**Exercise task**
Write out all of the entries exactly as given.

Dataset rows
================================

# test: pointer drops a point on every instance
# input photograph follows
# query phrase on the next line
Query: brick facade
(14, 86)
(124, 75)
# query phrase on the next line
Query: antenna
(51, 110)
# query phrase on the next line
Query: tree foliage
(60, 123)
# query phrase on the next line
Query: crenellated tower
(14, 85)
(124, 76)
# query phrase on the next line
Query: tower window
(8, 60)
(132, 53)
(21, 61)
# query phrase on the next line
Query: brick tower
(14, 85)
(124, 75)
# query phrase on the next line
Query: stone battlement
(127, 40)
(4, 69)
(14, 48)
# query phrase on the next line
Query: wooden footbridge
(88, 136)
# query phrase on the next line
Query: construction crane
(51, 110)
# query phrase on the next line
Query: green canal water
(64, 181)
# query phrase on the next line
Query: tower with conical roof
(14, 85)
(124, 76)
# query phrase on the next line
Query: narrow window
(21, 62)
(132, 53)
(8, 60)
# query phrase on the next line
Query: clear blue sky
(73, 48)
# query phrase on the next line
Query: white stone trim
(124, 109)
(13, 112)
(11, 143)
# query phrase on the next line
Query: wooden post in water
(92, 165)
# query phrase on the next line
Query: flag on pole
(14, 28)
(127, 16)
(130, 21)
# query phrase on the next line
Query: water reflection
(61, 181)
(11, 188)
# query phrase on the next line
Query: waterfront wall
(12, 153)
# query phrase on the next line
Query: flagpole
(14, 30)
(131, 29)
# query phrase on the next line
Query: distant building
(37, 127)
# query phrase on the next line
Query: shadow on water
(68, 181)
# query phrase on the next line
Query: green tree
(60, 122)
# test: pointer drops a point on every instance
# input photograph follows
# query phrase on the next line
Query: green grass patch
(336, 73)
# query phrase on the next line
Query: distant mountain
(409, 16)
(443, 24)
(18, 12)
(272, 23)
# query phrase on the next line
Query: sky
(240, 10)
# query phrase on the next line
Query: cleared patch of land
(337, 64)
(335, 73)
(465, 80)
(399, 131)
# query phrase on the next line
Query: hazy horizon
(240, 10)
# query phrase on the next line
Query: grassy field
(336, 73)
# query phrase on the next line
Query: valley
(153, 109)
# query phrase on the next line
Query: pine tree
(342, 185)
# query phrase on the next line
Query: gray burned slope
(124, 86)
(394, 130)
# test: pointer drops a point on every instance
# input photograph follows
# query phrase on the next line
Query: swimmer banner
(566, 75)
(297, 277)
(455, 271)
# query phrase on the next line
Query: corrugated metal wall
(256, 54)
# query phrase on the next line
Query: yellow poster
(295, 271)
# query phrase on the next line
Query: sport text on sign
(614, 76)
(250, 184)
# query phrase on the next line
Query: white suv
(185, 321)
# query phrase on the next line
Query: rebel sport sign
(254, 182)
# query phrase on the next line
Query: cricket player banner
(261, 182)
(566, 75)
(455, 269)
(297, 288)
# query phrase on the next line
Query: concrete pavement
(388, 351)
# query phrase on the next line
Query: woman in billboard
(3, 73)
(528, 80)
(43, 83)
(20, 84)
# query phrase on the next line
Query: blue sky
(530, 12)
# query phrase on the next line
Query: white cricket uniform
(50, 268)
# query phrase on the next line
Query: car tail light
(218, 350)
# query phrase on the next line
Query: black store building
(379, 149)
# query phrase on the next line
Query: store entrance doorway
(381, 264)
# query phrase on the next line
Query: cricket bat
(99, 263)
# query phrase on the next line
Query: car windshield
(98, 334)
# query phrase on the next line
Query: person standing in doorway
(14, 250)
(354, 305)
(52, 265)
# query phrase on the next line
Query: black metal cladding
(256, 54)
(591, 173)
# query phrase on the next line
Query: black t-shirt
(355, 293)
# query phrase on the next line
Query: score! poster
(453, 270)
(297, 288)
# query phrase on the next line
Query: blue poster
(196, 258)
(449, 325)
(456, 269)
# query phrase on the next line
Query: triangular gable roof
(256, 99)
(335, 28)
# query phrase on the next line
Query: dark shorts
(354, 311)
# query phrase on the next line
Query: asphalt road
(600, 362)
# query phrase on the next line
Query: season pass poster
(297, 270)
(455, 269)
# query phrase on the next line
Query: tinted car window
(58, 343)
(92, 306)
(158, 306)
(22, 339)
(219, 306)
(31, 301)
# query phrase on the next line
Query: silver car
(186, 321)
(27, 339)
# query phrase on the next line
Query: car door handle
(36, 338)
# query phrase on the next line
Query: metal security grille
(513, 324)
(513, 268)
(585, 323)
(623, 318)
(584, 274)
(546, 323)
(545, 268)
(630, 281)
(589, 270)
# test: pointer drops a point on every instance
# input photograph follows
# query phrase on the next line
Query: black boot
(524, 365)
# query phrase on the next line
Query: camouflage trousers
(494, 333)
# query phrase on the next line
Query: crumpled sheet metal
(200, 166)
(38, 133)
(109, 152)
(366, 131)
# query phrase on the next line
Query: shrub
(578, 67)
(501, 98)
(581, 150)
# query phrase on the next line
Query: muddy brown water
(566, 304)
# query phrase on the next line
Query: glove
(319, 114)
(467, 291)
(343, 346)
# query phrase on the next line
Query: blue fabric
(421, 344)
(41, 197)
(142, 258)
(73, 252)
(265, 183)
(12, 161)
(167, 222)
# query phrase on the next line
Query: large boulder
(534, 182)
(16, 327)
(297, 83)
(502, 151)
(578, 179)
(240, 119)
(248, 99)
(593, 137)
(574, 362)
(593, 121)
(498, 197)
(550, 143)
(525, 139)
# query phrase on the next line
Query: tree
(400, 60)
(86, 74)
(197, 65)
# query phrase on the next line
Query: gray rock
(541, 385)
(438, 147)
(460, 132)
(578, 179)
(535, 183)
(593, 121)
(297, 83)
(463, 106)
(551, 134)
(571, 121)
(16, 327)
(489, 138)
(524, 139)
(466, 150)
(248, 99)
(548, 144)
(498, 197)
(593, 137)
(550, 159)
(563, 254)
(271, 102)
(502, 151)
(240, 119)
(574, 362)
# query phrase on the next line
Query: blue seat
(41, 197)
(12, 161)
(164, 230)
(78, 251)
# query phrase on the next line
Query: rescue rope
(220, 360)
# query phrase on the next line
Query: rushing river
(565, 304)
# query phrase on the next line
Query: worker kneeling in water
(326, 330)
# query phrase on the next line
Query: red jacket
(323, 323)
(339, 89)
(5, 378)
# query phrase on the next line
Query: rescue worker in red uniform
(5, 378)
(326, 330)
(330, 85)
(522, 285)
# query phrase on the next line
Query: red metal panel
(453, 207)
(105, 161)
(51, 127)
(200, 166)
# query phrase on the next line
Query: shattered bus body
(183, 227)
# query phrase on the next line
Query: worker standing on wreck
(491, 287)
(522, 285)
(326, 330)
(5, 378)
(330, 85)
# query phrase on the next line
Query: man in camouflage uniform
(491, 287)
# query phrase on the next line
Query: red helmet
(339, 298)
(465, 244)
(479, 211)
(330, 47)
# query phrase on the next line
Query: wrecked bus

================================

**Correct answer**
# test: pointer drops a point on every instance
# input photograph follows
# query phrase on the next line
Query: brick facade
(14, 86)
(124, 75)
# query phrase on the next line
Query: antenna
(51, 110)
# query phrase on the next line
Query: tree foliage
(60, 123)
# query phrase on the next line
Query: crenellated tower
(14, 85)
(124, 76)
# query phrase on the next line
Query: tower window
(8, 60)
(132, 53)
(21, 61)
# query phrase on the next line
Query: brick tower
(14, 85)
(124, 75)
# query phrase on the next line
Query: stone battlement
(127, 40)
(4, 69)
(14, 48)
# query phrase on the next line
Query: wooden footbridge
(88, 136)
# query phrase on the next line
Query: construction crane
(51, 110)
# query phrase on the next line
Query: green canal water
(64, 181)
# query phrase on the next line
Query: tower with conical roof
(14, 85)
(124, 76)
# query phrase on the next line
Query: narrow window
(21, 62)
(132, 53)
(8, 60)
# query phrase on the next line
Query: clear blue sky
(73, 48)
# query phrase on the next line
Query: white stone trim
(124, 109)
(13, 112)
(11, 143)
# query phrase on the next line
Query: wooden post in water
(92, 165)
# query phrase on the next line
Query: flag on pole
(14, 28)
(127, 16)
(130, 21)
# query phrase on the next line
Query: water reflection
(61, 181)
(11, 188)
# query phrase on the next line
Query: waterfront wall
(12, 153)
# query phrase on the next line
Query: flagpole
(14, 30)
(131, 29)
# query phrase on the next line
Query: distant building
(37, 127)
# query phrase on the next line
Query: shadow on water
(68, 181)
# query phrase on the next line
Query: green tree
(60, 122)
# test: pointer drops a point on every instance
# input photograph follows
# query phrase on the next line
Query: green grass patch
(336, 73)
# query phrase on the next line
Query: distant mountain
(409, 16)
(443, 24)
(18, 12)
(272, 23)
# query phrase on the next line
Query: sky
(240, 10)
# query phrase on the next line
Query: cleared patch of land
(337, 64)
(335, 73)
(465, 80)
(399, 131)
# query phrase on the next line
Query: hazy horizon
(240, 10)
# query phrase on the next line
Query: grassy field
(336, 73)
# query phrase on the next line
Query: valley
(153, 109)
# query phrase on the next line
Query: pine tree
(342, 185)
# query phrase on the next line
Query: gray burned slope
(124, 86)
(394, 130)
# test: pointer drops a point on every instance
# input photograph follows
# query phrase on the next line
Query: swimmer banner
(566, 75)
(297, 277)
(455, 271)
# query phrase on the next line
Query: corrugated metal wall
(256, 54)
# query phrase on the next line
Query: yellow poster
(295, 271)
# query phrase on the next line
Query: sport text on sign
(614, 76)
(250, 184)
# query phrase on the next line
Query: white suv
(185, 321)
# query phrase on the next line
Query: rebel sport sign
(254, 182)
# query phrase on the next line
Query: cricket player banner
(261, 182)
(566, 75)
(455, 269)
(297, 288)
# query phrase on the next line
Query: concrete pavement
(388, 351)
# query phrase on the next line
Query: woman in billboard
(3, 73)
(528, 80)
(43, 83)
(20, 84)
# query phrase on the next line
Query: blue sky
(530, 12)
# query phrase on the next line
Query: white cricket uniform
(50, 268)
# query phrase on the next line
Query: car tail light
(218, 350)
# query phrase on the next line
Query: black store building
(379, 149)
# query phrase on the next line
Query: store entrance doorway
(381, 264)
# query phrase on the next line
Query: cricket bat
(99, 263)
# query phrase on the next line
Query: car windshield
(98, 334)
# query phrase on the next line
Query: person standing in doorway
(14, 250)
(354, 305)
(52, 265)
# query phrase on the next line
Query: black metal cladding
(256, 54)
(591, 173)
# query phrase on the next line
Query: black t-shirt
(355, 293)
# query phrase on the next line
Query: score! poster
(453, 270)
(297, 288)
# query phrase on the next line
Query: blue poster
(196, 258)
(449, 325)
(456, 269)
# query phrase on the next line
Query: triangular gable roof
(256, 99)
(335, 28)
# query phrase on the next line
Query: dark shorts
(354, 311)
# query phrase on the next line
Query: asphalt road
(600, 362)
# query phrase on the next line
Query: season pass poster
(297, 270)
(455, 269)
# query phrase on the next line
Query: tinted car window
(58, 343)
(92, 306)
(158, 306)
(22, 339)
(219, 306)
(31, 301)
# query phrase on the next line
Query: silver car
(186, 321)
(27, 339)
# query phrase on the next line
Query: car door handle
(36, 338)
# query phrase on the next line
Query: metal security grille
(513, 324)
(513, 268)
(585, 323)
(623, 318)
(584, 274)
(546, 323)
(545, 268)
(630, 281)
(589, 270)
# test: pointer drops a point on every instance
# input photograph follows
# query phrase on the next line
Query: black boot
(524, 365)
# query phrase on the next line
Query: camouflage trousers
(494, 333)
# query phrase on the next line
Query: crumpled sheet metal
(200, 166)
(38, 133)
(109, 152)
(366, 131)
# query phrase on the next line
Query: shrub
(578, 67)
(501, 98)
(581, 150)
# query phrase on the next line
Query: muddy brown water
(566, 304)
# query phrase on the next line
Query: glove
(319, 114)
(467, 291)
(343, 346)
# query phrase on the next line
Query: blue fabric
(421, 344)
(41, 197)
(142, 258)
(73, 252)
(265, 183)
(12, 161)
(167, 222)
# query phrase on the next line
Query: large boulder
(534, 182)
(16, 327)
(297, 83)
(502, 151)
(578, 179)
(240, 119)
(248, 99)
(593, 137)
(574, 362)
(593, 121)
(498, 197)
(550, 143)
(525, 139)
# query phrase on the next line
Query: tree
(400, 60)
(86, 74)
(197, 65)
# query phrase on the next line
Query: gray rock
(541, 385)
(438, 147)
(460, 132)
(578, 179)
(535, 183)
(593, 121)
(297, 83)
(463, 106)
(551, 134)
(571, 121)
(16, 327)
(489, 138)
(524, 139)
(466, 150)
(248, 99)
(548, 144)
(498, 197)
(593, 137)
(550, 159)
(563, 254)
(271, 102)
(502, 151)
(240, 119)
(574, 362)
# query phrase on the next line
Query: blue seat
(41, 197)
(12, 161)
(164, 230)
(78, 251)
# query phrase on the next line
Query: rescue rope
(220, 360)
# query phrase on the next line
Query: rushing river
(565, 304)
# query phrase on the next line
Query: worker kneeling in water
(326, 330)
# query phrase on the next line
Query: red jacket
(323, 323)
(339, 89)
(5, 378)
# query phrase on the next line
Query: rescue worker in red uniform
(5, 378)
(326, 330)
(330, 85)
(522, 285)
# query phrase on the next line
Query: red metal panel
(453, 207)
(105, 161)
(51, 127)
(200, 166)
# query phrase on the next line
Query: shattered bus body
(183, 227)
# query phrase on the next line
Query: worker standing on wreck
(491, 287)
(522, 285)
(326, 330)
(5, 378)
(330, 85)
# query phrase on the next line
Query: man in camouflage uniform
(491, 287)
# query phrase on the next line
Query: red helmet
(339, 298)
(465, 244)
(479, 211)
(330, 47)
# query phrase on the next line
Query: wrecked bus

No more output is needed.